▶ [Exercise requirements]:
Write the next part of the Condor mailing-list reply about XP nodes, starting right after its last line.

▶ [Text]:
● ● ● ●

[Date Prev][Date Next][Thread Prev][Thread Next][Date Index][Thread Index]

Re: [Condor-users] Restarting comms with XP nodes (SP2 UDP bugette)

> I would also like to say that I tried to switch over to using TCP with
> no luck.  I configured the master/collector to have 99 sockets in its
> cache.  Then I picked two machines from my pool as guinea pigs and set
> their UPDATE_COLLECTOR_WITH_TCP value to TRUE.  It didn't work.  After
> many attempts to reconfig all the daemons and even fully restarting the
> services on the master and test nodes, the CollectorLog continued to
> indicate that TCP updates were being rejected:
> 	...
> 	6/22 10:01:56 Received UPDATE command via TCP; ignored
> 	6/22 10:02:05 Received UPDATE command via TCP; ignored
> 	6/22 10:02:14 Received UPDATE command via TCP; ignored

for this, you need to also define COLLECTOR_SOCKET_CACHE_SIZE.

> What's equally frustrating is that since the deployment of SP2, even my
> submit nodes seem to become disconnected.  Users submit jobs from their
> desktops, the jobs appear in their local queue, but no one else can see
> the jobs via condor_q -global.  The jobs never run until the local
> service is shutdown and restarted.
> Lastly, I'm still plagued by errors like this in my CollectorLog which
> must have some correlation to all of these other symptoms:
> 	6/22 10:01:47 DC_AUTHENTICATE: attempt to open invalid
> session...
> 	... IQ00:3320:1118923534:1043, failing.

this is probably the cause of your problem(s).

if you are running old (say pre- 6.6.2) binaries there are known bugs which
caused sessions to be purged.  but i'm guessing that's not the case.

> I saw several postings regarding DC_AUTHENTICATE errors but none of them
> suggested any remedy.  One posting suggested that most likely the
> "session" has been purged from the session cache so it is indeed
> invalid.  That's great but what exactly IS a session in this context?

● ● ● ●

▶ [Recorded information]:
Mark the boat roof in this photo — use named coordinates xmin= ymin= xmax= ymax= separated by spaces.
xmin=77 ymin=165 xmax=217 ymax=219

● ● ● ●

▶ [Output of the task]:
> And how do I prevent this error from occurring?  Is it bad?  I don't
> know.

by the way, a "session" is essential a security context.  it holds bits of
information like if/how you authenticated and crypto keys.  if you aren't
actually using any authentication, encryption, or MD5 checksums, you can
turn sessions off with:

perhaps that will help you.  but in general, there should be no harm in
using sessions even if you are not using any security features.

say for example you restart the collector.  when each startd sends its next
update to the collector, it will now try to use a session the the collector
does not know about.  this will result in the "attempt to open invalid session"
message.  however, when this happens a message is sent back to startd to tell
it to invalidate that session and start a new one next time.  so the problem
*should* correct itself.  however, it's likely that when combined with flakey
UDP packets, the problem is worsened.

i'm interested in hearing if any of the hotfixes that bruce mentioned help the
situation at all.

in the meantime, you can try working around it by using TCP updates to the
collector (remember to also define COLLECTOR_SOCKET_CACHE_SIZE) but this will
probably not cure all the problems as condor uses UDP quite a bit.